国家(政治的共同社会)(読み)こっか(英語表記)state 英語

日本大百科全書(ニッポニカ) 「国家(政治的共同社会)」の意味・わかりやすい解説

国家(政治的共同社会)
こっか
state 英語
Staat ドイツ語
État フランス語

国家とは、一定の地域内に住む人間集団が、生命の安全と生活の保障を求めて、また外敵の侵入を防ぐために形成した政治的共同社会である。

 現在、この地球上には約200か国に近い国家が共存している。これらの国々のうち、第二次世界大戦前からすでに独立国家であった国々の大半は資本主義体制をとる国家である。これに対抗して、ソ連に続き、第二次世界大戦後、十数か国以上にのぼる社会主義国家が出現した。しかし、1989年以降、東欧諸国やソ連が社会主義を放棄し、現在では、社会主義国家は中国・ベトナム・北朝鮮・キューバとなった。また戦後から現在に至るまでに、主としてアジア、アフリカの諸地域において、かつて西欧列強の植民地支配下にあった多数の民族が独立を達成し、これらの国々はいまや100か国近くに上り、国際連合や国際政治のなかで活躍している。

 では、国家とはいったい何なのか。現在みられるような国家という政治社会や政治形態はいつごろ成立したのか。そもそも近代国家が成立したとき、その国家構成の原理や政治運営のルール・原則はどのようなものとして考えられていたのか。現代の国際社会には、なにゆえ、資本主義国家や社会主義国家とよばれるような、経済制度も政治制度もきわめて異なる二つのタイプの国家が共存するようになったのか。第二次世界大戦後、多数の新興独立国家が出現したことによって大きく変化した国際政治の舞台において国家の性格はどのような変貌(へんぼう)をみせ、国家の将来については今後どのような展開が予想されるのであろうか。

データ項目 –

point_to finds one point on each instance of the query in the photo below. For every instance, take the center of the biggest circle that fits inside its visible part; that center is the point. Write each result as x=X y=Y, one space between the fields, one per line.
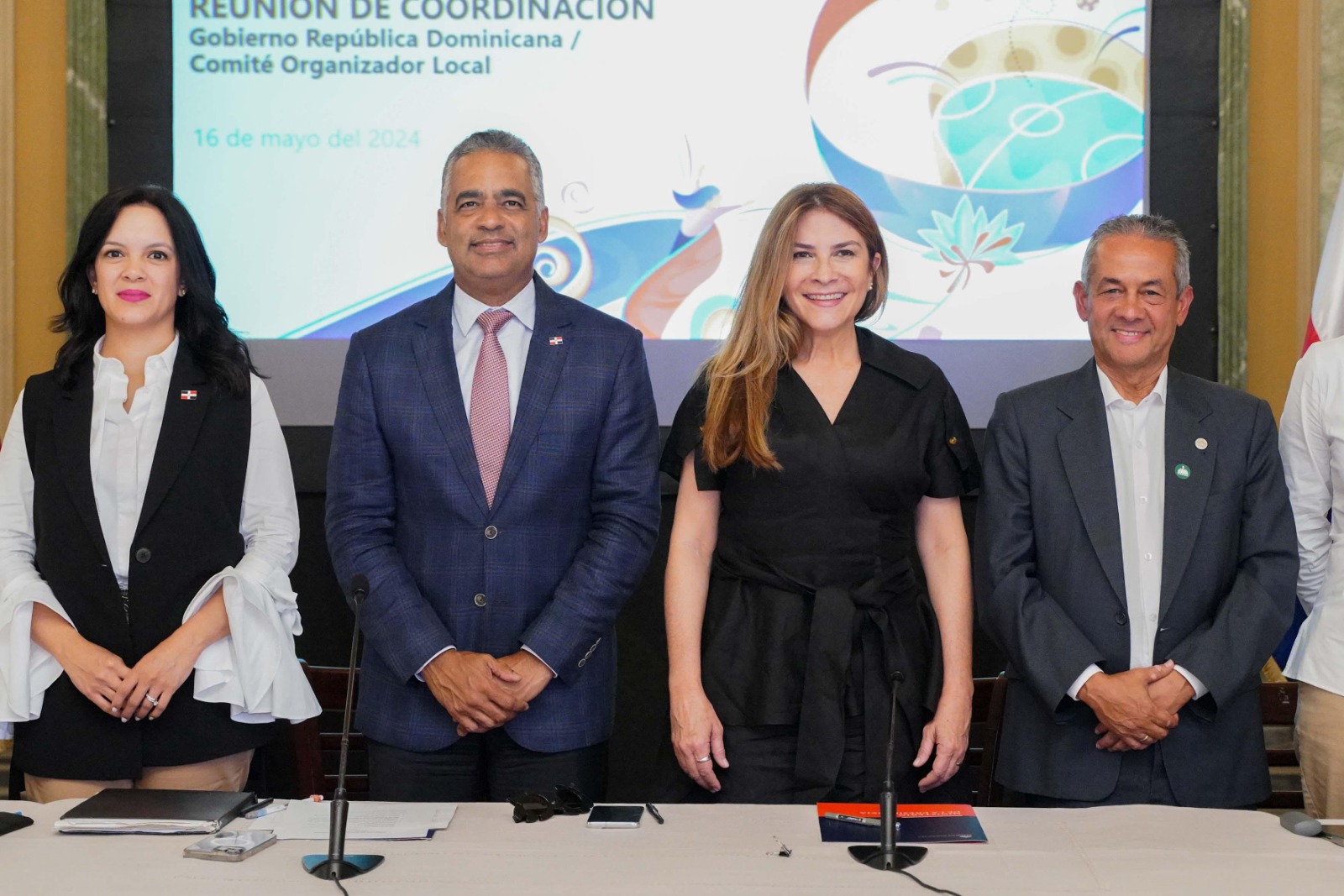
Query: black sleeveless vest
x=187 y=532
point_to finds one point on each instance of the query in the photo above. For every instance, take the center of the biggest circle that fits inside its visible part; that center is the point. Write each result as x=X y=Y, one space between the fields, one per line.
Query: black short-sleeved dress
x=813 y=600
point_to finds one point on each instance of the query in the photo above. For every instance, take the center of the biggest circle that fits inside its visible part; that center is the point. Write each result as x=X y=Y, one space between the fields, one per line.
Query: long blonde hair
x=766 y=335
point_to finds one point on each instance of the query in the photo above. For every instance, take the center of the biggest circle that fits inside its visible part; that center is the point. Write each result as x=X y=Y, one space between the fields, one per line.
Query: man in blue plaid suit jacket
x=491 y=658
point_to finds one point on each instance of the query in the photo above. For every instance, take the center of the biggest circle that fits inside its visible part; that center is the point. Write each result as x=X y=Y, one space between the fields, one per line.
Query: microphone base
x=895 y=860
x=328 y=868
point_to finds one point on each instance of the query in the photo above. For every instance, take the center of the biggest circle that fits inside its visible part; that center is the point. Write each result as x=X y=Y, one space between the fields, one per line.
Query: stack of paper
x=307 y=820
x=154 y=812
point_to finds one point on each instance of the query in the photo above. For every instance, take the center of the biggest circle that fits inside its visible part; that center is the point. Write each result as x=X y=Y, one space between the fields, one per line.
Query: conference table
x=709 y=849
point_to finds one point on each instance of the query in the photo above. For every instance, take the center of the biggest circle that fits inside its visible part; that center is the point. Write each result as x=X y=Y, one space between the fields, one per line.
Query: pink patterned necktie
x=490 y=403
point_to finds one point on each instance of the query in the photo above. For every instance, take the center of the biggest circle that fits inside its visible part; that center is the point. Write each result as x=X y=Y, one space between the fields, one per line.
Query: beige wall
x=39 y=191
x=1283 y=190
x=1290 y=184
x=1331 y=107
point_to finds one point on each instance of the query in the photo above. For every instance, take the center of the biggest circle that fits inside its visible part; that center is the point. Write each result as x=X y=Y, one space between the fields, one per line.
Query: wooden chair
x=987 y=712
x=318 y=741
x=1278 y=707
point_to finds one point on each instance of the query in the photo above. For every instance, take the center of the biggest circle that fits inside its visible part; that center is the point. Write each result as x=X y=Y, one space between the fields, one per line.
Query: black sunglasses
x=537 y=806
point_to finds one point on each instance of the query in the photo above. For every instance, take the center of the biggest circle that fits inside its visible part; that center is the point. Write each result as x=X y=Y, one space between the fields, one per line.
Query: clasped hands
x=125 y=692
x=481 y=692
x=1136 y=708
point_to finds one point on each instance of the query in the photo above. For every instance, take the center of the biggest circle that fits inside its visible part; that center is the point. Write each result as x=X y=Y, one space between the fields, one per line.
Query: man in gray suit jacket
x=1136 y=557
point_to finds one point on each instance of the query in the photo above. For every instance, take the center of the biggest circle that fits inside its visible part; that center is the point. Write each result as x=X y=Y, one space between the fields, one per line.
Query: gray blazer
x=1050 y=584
==
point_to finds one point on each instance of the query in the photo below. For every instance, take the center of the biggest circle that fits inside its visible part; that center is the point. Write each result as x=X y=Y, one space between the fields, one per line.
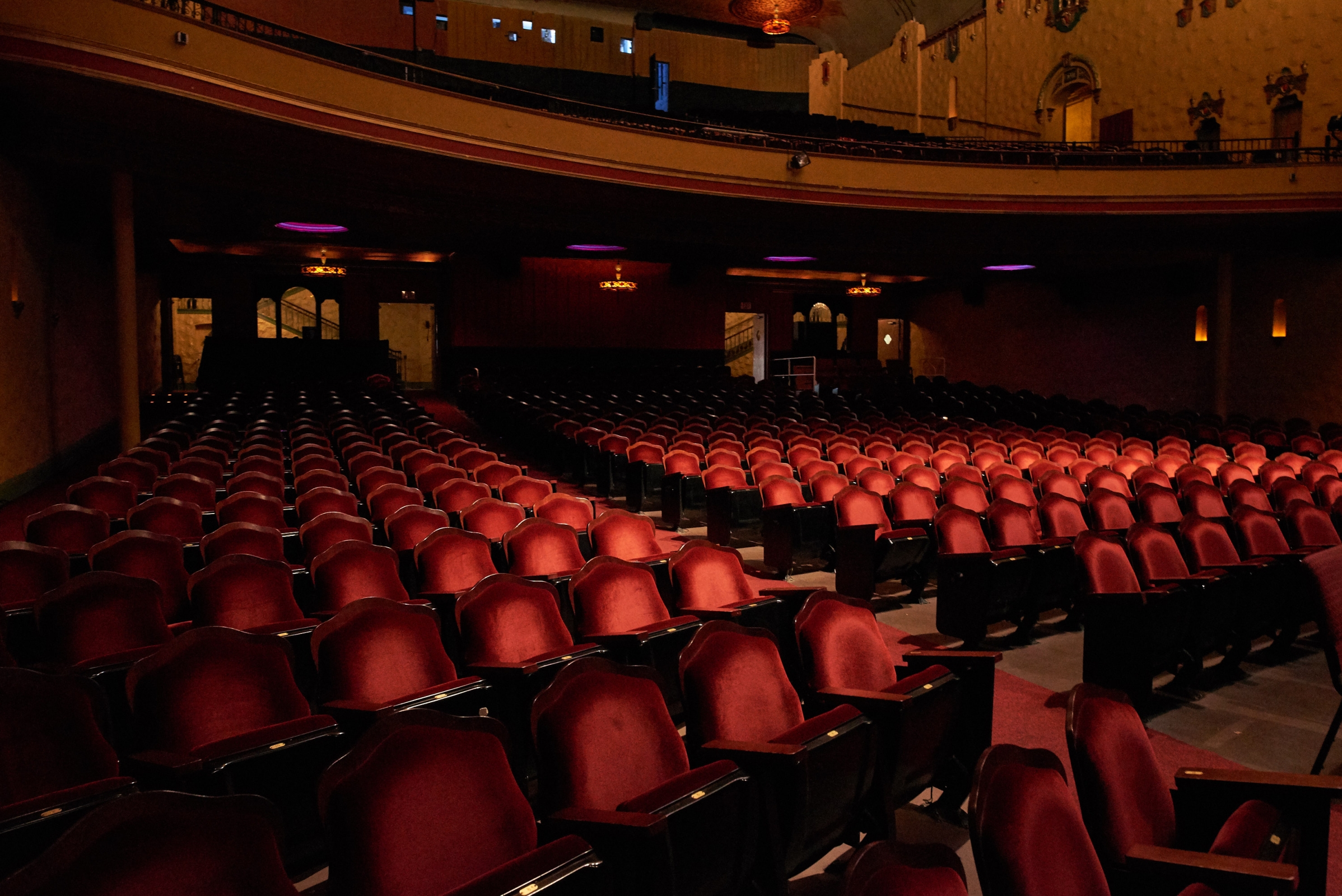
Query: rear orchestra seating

課題の指示 – 国家についての本文から、「現在、この地球上には約200」で始まり「際政治のなかで活躍している。」まで続く箇所を、一字も変えずに出力せよ。

課題の解答 –
現在、この地球上には約200か国に近い国家が共存している。これらの国々のうち、第二次世界大戦前からすでに独立国家であった国々の大半は資本主義体制をとる国家である。これに対抗して、ソ連に続き、第二次世界大戦後、十数か国以上にのぼる社会主義国家が出現した。しかし、1989年以降、東欧諸国やソ連が社会主義を放棄し、現在では、社会主義国家は中国・ベトナム・北朝鮮・キューバとなった。また戦後から現在に至るまでに、主としてアジア、アフリカの諸地域において、かつて西欧列強の植民地支配下にあった多数の民族が独立を達成し、これらの国々はいまや100か国近くに上り、国際連合や国際政治のなかで活躍している。